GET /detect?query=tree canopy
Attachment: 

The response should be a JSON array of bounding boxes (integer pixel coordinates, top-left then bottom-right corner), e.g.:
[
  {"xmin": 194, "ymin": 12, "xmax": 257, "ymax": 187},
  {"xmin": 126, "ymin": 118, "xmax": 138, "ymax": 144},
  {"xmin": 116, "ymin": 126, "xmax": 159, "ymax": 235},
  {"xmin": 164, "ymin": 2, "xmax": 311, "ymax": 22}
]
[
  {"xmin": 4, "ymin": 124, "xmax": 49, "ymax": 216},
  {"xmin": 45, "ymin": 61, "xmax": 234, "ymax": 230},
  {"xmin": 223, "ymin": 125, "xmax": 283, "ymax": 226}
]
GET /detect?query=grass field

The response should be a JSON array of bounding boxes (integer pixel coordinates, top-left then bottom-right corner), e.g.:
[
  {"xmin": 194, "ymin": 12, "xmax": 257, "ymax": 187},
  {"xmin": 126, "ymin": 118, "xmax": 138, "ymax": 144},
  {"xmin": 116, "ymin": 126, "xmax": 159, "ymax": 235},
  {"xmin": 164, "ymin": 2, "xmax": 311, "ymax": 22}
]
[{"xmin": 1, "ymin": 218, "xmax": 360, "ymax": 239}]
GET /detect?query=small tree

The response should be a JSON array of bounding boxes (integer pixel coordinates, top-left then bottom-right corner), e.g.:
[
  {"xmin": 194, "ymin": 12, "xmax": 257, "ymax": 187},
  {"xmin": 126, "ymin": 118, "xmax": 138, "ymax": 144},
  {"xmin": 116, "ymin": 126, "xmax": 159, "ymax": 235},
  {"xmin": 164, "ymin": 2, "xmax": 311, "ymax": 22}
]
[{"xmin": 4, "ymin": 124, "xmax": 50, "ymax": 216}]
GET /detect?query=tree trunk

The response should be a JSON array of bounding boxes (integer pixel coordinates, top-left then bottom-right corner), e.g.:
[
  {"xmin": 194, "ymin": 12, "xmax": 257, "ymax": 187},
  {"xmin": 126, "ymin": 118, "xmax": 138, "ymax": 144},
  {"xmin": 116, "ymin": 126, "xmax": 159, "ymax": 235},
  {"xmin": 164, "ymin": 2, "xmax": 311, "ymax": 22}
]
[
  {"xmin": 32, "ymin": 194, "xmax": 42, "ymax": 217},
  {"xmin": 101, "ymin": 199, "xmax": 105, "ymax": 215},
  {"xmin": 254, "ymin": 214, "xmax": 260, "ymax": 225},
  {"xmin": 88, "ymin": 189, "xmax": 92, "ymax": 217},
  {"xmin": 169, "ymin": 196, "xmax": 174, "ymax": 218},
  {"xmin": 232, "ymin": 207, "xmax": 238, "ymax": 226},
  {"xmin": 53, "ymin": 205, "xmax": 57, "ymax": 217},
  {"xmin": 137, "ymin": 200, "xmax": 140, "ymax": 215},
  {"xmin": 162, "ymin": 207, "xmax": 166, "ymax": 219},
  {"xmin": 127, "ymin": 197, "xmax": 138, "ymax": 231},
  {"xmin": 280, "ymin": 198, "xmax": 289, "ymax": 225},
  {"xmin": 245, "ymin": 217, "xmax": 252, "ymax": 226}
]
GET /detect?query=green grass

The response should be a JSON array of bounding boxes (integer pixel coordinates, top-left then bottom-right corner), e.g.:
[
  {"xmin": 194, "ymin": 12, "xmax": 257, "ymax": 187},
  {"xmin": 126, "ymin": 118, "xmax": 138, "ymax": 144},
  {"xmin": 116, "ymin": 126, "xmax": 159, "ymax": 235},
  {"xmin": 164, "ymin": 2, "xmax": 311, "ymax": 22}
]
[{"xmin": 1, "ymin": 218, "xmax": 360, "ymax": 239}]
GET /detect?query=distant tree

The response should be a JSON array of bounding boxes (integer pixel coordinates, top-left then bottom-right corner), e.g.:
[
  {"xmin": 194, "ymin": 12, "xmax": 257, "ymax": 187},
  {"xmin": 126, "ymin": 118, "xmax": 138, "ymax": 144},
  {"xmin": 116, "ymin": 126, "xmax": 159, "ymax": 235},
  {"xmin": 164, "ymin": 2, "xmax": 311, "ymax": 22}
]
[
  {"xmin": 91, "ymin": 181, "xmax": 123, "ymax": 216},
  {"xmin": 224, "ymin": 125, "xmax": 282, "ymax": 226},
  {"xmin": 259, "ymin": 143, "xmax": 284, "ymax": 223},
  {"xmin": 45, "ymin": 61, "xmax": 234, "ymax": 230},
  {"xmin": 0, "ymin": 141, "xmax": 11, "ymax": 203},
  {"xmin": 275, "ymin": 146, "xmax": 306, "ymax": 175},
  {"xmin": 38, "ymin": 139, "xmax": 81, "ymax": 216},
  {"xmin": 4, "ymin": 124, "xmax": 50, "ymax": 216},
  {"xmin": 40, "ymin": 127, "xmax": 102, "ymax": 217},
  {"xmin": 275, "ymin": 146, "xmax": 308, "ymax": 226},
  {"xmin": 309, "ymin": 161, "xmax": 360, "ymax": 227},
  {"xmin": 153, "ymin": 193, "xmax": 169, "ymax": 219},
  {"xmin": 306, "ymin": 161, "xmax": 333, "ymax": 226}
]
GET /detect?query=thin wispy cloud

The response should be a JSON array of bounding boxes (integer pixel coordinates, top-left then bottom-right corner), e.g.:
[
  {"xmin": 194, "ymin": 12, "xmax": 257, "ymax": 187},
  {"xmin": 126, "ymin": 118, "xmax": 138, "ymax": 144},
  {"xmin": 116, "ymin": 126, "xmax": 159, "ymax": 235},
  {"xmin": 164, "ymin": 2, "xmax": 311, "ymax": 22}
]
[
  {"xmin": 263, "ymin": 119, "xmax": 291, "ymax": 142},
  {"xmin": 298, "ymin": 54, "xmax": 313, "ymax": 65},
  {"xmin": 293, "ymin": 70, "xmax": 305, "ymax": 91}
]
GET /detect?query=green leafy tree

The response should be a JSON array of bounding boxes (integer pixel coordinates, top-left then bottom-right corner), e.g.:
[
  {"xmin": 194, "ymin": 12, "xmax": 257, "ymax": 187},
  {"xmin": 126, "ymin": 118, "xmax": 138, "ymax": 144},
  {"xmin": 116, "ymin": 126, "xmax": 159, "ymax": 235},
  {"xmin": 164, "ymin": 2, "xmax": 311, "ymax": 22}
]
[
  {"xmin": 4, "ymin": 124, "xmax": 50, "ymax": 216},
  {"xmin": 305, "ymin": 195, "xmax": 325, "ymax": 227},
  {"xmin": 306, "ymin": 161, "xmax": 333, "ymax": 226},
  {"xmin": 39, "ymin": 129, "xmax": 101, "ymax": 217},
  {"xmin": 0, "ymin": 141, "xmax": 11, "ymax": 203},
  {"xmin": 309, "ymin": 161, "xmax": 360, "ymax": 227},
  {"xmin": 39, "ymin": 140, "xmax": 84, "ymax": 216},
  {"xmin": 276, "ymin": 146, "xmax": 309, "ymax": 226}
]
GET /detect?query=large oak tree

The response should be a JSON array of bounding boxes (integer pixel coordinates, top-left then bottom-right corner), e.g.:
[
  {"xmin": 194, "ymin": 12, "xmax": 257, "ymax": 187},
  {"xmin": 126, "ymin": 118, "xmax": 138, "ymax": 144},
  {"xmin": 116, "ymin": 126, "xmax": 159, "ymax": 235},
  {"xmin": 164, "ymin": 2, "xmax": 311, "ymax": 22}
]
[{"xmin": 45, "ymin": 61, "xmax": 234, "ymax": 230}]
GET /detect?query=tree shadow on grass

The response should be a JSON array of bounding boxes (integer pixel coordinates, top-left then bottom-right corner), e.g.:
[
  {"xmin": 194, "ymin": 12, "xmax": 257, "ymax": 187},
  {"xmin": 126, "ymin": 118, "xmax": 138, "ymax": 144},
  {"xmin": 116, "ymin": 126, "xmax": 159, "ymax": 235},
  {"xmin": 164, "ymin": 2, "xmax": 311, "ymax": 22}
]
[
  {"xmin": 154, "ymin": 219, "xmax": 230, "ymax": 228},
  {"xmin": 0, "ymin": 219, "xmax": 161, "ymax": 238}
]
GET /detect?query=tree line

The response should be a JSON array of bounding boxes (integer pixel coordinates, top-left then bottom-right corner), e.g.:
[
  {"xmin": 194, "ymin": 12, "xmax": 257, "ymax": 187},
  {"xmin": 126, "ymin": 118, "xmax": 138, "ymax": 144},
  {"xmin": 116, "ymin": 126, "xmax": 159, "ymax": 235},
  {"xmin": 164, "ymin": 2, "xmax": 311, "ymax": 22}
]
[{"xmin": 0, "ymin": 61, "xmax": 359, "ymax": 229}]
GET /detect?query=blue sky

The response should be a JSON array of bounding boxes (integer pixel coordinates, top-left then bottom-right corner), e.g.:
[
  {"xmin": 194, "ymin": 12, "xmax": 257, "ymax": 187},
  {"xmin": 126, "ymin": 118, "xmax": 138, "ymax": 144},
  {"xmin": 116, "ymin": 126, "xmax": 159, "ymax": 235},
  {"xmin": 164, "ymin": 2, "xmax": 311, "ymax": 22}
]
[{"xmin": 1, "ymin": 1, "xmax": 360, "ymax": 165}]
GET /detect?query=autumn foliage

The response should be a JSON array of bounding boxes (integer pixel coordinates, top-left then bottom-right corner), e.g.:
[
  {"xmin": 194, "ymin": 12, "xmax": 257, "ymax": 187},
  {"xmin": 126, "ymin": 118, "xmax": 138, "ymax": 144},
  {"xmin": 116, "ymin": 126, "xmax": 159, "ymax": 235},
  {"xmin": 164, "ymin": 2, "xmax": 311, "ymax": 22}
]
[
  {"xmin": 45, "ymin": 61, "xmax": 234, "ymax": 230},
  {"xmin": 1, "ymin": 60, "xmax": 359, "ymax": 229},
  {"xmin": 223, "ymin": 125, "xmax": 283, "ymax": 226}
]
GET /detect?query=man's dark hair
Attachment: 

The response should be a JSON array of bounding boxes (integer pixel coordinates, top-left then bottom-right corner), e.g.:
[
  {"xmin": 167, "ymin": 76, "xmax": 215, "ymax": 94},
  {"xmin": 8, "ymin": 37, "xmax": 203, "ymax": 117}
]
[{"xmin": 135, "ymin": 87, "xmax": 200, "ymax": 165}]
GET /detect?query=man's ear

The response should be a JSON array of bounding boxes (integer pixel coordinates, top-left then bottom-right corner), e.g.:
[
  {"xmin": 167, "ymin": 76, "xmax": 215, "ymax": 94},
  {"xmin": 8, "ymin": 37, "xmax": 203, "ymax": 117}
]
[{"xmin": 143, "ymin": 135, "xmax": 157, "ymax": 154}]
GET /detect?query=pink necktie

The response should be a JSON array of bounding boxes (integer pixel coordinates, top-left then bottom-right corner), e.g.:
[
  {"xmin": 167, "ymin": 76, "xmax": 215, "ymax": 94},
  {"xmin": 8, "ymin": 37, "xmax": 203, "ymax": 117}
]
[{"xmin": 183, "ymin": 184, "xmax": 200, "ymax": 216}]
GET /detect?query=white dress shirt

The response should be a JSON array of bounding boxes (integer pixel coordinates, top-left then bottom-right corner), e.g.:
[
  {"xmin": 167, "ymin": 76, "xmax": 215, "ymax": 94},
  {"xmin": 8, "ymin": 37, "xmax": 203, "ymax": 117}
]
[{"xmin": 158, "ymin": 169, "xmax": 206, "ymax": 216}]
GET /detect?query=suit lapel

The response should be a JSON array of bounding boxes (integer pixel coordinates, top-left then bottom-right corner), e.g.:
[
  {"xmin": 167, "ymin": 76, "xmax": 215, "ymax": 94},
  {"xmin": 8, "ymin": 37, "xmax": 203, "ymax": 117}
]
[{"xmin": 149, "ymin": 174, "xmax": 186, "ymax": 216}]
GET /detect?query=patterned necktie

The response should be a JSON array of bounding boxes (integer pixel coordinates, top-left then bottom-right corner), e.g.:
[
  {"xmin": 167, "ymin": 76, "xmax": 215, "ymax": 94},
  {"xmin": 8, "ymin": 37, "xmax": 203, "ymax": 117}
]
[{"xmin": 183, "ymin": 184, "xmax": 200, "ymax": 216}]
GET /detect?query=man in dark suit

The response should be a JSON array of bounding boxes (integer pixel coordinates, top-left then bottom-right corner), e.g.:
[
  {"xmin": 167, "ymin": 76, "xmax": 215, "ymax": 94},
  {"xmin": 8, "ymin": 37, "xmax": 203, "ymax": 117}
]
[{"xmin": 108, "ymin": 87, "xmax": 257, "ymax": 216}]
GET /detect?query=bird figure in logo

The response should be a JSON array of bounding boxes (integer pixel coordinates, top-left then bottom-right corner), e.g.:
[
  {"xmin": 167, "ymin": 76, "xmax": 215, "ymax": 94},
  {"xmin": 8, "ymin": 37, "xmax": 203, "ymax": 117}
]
|---|
Output the listing above word for word, from the opening line through the line that contains "GET /detect?query=grass field", and leave out everything after it.

Final answer:
GET /detect?query=tree canopy
Attachment: 

The response should be a JSON array of bounding boxes (integer pixel coordinates, top-left then bottom-right corner), e.g.:
[
  {"xmin": 194, "ymin": 12, "xmax": 257, "ymax": 187},
  {"xmin": 126, "ymin": 118, "xmax": 138, "ymax": 144},
  {"xmin": 116, "ymin": 126, "xmax": 159, "ymax": 235},
  {"xmin": 164, "ymin": 2, "xmax": 311, "ymax": 22}
]
[
  {"xmin": 4, "ymin": 124, "xmax": 49, "ymax": 216},
  {"xmin": 45, "ymin": 61, "xmax": 234, "ymax": 230},
  {"xmin": 223, "ymin": 125, "xmax": 283, "ymax": 226}
]
GET /detect?query=grass field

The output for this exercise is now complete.